▸ **Problems to work on**
(1) In the financial results discussion, how many customers did Vectren Source have at September 30, 2009?
(2) Extend the financial results discussion onward, picking up after its last sentence.

Taxes Other Than Income Taxes

For the three and nine months ended September 30, 2009, taxes other than income taxes were $10.8 million and $46.2 million, which represent decreases of ($0.9) million for the quarter and ($5.6) million year to date, compared to 2008. The decreases are attributable to lower utility receipts, excise, and usage taxes caused principally by lower gas prices. These expenses are tracked in revenues.

Other Income - Net

For the three and nine months ended September 30, 2009, other income - net was $2.1 million and $6.1 million, which represents an increase of $1.4 million in the quarter and $1.2 million year to date compared to 2008. The increases reflect increasing market values associated with investments related to unqualified benefit plans.

Interest Expense

For the three and nine months ended September 30, 2009, interest expense was $20.2 million and $58.9 million, which represents an increase of $0.6 million in the quarter and a decrease of ($0.6) million year to date, compared to 2008. The increase in the quarter reflects the impact of two long-term financing transactions completed in 2009. These transactions involved the second quarter issuance by Vectren Utility Holdings, Inc. (VUHI) of $100 million in unsecured eleven year notes with an interest rate of 6.28 percent to institutional investors and the third quarter completion by Southern Indiana Gas and Electric Company of a $22.3 million debt issuance of 31 year tax exempt first mortgage bonds with an interest rate of 5.4 percent. Both periods in 2009 reflect lower short-term interest rates and lower average short-term debt balances that have been impacted favorably by lower gas prices.

Income Taxes

For the three and nine months ended September 30, 2009, federal and state income taxes were $5.3 million and $40.6 million, which represents decreases of ($3.2) million and ($9.0) million, compared to 2008. The lower taxes are primarily due to lower pretax income.

Nonutility Group Discussion

All amounts included in this section are after tax. Results reported by business group are net of nonutility group corporate expense.

The Nonutility Group's earnings were $3.3 million in the third quarter of 2009, compared to $9.8 million in 2008. Year to date in 2009, Nonutility Group earnings excluding the Liberty charge were $18.7 million compared to earnings of $12.1 million in 2008. Inclusive of the Liberty charge, 2009 year to date Nonutility Group earnings were $6.8 million.

Energy Marketing and Services

Energy Marketing and Services is comprised of the company's gas marketing operations, energy management services, and retail gas supply operations. Results, inclusive of holding company costs, from Energy Marketing and Services for the quarter ended September 30, 2009, were a loss of ($4.8) million compared to earnings of $10.1 million in 2008. The year to date income in 2009 was $6.0 million compared to earnings of $12.4 million in 2008. Operating entities contributing to these results include Vectren Source and ProLiance. Results in the nine months ended September 30, 2009 exclude the Liberty charge of ($11.9) million after tax.

Vectren Source, the company's retail gas marketer, operated at a seasonal loss of ($3.0) million in the third quarter of 2009, compared to a loss of ($0.6) million in 2008. The wider seasonal loss experienced during 2009 is primarily due to increased storage costs due to the increasing number of customers. The third quarter of 2008 also contains a $0.7 million gain associated with the sale of its Georgia customer base as Vectren Source exited that market in 2008. Year to date, Vectren Source earned approximately $4.0 million, compared to $0.2 million in 2008. The higher year to date earnings resulted primarily from favorable market conditions over the course of the first quarter as revenues on variable priced sales contracts fell more slowly than gas costs. Due to the seasonal nature of the retail gas supply business and due to prices charged to customers more fully reflecting the current lower gas prices, as expected such higher first quarter earnings have not continued. Vectren Source's customer count at September 30, 2009 was approximately 186,000 customers, compared to 130,000 customers at September 30, 2008.

(Items listed in a dataset)
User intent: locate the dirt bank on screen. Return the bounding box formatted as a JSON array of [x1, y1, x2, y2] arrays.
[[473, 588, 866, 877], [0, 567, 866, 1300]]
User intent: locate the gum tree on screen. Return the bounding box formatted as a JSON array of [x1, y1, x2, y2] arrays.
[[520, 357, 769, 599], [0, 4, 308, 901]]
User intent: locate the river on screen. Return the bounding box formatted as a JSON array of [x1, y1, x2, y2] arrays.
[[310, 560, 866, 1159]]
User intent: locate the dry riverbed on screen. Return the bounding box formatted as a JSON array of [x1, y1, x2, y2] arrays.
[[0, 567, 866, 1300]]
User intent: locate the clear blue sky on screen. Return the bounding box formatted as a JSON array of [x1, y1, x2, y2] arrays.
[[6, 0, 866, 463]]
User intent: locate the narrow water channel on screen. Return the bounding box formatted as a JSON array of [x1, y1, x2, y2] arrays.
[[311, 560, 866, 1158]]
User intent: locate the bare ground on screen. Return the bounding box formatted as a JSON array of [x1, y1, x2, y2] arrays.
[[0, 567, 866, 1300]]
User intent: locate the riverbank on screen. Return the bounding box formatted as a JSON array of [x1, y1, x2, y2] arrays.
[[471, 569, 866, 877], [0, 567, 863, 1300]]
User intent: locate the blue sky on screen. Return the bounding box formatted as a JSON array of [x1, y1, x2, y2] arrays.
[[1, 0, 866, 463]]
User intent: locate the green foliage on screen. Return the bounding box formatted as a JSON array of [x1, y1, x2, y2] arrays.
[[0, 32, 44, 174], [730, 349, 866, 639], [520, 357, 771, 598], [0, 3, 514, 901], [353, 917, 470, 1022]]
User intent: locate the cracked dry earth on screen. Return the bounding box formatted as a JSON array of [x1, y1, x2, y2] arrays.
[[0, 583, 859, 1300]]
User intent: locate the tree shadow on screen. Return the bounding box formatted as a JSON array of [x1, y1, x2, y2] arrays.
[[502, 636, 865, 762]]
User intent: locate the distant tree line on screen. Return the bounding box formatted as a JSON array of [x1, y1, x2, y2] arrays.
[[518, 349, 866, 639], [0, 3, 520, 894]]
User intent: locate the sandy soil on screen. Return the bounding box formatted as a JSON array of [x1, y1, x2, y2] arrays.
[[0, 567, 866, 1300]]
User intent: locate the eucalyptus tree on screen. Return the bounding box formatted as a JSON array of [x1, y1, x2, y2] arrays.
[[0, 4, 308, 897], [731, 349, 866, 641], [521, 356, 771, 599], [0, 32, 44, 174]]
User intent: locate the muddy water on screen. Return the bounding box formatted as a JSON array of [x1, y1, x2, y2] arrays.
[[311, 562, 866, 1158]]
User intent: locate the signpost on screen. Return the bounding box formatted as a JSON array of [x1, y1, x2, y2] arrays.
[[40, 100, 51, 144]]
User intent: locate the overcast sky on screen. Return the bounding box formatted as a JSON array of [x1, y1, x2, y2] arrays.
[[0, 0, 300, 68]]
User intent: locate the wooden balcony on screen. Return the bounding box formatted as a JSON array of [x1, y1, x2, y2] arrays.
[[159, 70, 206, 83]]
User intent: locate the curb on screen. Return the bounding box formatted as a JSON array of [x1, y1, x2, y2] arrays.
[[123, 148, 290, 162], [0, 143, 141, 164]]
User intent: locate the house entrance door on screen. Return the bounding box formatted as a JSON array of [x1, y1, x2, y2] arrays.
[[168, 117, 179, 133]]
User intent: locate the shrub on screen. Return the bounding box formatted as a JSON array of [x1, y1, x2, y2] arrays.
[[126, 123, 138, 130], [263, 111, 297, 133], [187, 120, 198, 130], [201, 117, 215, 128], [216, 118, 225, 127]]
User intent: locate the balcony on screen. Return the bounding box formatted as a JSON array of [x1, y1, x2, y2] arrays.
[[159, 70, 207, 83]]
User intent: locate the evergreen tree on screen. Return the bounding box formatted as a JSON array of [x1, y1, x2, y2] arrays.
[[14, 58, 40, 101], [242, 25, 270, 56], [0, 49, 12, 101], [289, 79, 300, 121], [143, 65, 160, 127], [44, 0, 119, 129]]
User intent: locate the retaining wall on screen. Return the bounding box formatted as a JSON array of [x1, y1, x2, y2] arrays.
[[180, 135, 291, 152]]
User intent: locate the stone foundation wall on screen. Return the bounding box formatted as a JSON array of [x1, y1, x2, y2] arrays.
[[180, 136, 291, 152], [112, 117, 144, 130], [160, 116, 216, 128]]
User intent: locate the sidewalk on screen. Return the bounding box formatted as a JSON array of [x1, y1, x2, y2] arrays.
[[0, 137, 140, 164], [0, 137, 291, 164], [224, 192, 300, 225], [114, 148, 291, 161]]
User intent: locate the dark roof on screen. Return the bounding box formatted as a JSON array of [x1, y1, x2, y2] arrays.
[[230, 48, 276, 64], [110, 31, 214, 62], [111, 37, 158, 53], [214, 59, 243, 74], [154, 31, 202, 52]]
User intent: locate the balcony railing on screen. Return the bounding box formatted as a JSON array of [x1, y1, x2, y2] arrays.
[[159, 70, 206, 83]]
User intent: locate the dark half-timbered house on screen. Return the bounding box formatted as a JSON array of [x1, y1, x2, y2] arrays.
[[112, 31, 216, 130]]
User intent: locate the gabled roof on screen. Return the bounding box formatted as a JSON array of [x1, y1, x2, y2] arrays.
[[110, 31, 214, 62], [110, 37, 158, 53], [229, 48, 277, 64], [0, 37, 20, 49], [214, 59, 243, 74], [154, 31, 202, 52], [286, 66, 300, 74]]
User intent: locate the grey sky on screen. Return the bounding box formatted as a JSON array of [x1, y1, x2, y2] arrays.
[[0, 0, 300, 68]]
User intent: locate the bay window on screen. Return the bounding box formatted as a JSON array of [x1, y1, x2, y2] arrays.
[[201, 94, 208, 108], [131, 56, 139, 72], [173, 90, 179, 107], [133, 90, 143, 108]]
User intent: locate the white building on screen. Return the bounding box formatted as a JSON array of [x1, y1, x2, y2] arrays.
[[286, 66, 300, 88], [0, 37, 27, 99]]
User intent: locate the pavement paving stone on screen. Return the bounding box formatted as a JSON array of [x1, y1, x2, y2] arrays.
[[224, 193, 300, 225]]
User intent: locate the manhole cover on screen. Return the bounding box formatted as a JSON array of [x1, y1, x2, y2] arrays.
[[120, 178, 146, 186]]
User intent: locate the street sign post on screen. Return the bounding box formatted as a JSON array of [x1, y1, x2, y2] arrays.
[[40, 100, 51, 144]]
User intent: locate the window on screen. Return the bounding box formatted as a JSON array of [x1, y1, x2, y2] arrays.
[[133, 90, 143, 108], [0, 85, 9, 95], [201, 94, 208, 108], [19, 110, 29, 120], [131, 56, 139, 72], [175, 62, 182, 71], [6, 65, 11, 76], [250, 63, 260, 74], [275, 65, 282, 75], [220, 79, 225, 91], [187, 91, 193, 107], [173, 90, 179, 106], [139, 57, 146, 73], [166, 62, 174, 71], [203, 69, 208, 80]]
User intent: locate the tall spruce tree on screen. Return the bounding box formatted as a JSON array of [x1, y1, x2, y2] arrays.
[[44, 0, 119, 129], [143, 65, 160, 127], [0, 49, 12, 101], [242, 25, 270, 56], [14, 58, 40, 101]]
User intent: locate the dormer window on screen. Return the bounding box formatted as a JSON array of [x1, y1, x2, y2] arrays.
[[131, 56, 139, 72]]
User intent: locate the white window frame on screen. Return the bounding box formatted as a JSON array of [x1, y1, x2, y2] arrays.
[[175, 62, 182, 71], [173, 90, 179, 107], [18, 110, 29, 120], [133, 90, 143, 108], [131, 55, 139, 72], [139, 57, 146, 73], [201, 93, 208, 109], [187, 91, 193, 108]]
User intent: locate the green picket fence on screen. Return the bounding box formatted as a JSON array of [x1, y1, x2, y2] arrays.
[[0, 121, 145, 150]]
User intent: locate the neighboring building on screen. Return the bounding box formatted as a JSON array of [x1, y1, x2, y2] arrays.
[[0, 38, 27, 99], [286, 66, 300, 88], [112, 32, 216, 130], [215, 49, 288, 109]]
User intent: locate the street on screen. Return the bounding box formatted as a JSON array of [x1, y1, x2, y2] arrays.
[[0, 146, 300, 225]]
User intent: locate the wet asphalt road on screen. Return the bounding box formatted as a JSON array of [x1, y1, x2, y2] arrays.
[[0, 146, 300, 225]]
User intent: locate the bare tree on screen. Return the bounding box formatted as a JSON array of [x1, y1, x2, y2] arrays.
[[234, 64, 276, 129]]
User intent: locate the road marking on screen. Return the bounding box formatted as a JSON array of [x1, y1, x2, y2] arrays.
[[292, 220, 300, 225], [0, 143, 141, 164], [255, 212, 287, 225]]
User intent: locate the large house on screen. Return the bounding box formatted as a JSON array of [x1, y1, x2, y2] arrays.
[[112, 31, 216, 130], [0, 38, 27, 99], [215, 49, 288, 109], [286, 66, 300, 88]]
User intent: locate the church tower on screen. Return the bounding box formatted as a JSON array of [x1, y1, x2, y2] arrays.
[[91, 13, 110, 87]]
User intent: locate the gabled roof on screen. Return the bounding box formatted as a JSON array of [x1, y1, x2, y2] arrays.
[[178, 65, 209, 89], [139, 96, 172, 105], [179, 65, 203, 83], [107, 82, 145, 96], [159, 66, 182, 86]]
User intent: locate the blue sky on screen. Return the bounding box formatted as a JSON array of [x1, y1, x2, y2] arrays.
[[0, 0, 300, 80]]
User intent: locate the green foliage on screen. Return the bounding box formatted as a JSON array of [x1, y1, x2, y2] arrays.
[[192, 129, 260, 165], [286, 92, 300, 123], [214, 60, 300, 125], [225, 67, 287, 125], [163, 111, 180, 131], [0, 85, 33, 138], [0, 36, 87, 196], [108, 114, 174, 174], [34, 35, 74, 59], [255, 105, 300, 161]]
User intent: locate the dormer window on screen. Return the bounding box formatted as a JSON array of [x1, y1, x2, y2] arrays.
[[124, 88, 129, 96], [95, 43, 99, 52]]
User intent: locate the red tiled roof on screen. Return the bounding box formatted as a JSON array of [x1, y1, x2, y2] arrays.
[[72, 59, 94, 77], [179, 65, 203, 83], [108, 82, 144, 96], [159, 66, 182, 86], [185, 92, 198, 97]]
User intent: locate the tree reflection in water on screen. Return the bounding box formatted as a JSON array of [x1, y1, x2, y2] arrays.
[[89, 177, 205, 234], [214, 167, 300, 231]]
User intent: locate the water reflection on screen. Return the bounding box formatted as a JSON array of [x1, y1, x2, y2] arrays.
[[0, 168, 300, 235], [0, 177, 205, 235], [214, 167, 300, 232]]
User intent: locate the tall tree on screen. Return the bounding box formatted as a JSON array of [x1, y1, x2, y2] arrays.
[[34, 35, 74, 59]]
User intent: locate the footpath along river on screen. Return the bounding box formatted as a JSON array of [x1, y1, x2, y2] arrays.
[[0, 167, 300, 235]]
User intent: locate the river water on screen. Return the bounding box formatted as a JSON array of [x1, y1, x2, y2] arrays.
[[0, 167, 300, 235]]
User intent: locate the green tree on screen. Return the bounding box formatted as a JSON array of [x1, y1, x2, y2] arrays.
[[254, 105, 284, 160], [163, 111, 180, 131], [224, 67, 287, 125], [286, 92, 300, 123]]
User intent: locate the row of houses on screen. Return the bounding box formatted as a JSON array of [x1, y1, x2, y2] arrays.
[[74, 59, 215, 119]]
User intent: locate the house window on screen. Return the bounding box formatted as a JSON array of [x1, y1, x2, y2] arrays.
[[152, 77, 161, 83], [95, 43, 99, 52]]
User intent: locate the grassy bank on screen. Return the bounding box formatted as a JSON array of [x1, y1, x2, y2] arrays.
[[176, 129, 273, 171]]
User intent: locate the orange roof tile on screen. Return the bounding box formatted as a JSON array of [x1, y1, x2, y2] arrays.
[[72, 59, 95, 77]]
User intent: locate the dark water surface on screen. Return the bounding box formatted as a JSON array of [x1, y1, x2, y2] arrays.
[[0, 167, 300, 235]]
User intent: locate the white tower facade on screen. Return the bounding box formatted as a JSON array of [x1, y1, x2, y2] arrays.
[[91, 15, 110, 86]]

▸ **Responses for each task**
(1) Approximately 186,000 customers.

(2)
During the three months ended September 30, 2009, ProLiance's operating results were a loss of ($1.6) million, compared to earnings of $12.4 million in 2008. The third quarter of 2008 was a record quarter in terms of earnings contribution for ProLiance, a period in which it significantly benefited from wider cash to NYMEX spreads. As previously disclosed, the level of ProLiance's 2008 third quarter earnings was not indicative of its future operating results. During the quarter ended September 30, 2009, ProLiance produced more typical third quarter operating results. During the nine months ended September 30, 2009, ProLiance's earnings were approximately $2.7 million compared to earnings of $15.7 million in 2008. The 2009 year to date results exclude the impact of the Liberty charge. The year to date decrease of ($13.0) million primarily reflects the third quarter reduced earnings volatility. The current year heating season's seasonal spreads are expected to improve over the prior year, and those earnings will be realized in the fourth quarter of 2009 and the first quarter of 2010. ProLiance's storage capacity is 46 BCF compared to 42 BCF at December 31, 2008.

Coal Mining

Coal Mining mines and sells coal to the company's utility operations and to third parties through its wholly owned subsidiary Vectren Fuels, Inc. (Fuels).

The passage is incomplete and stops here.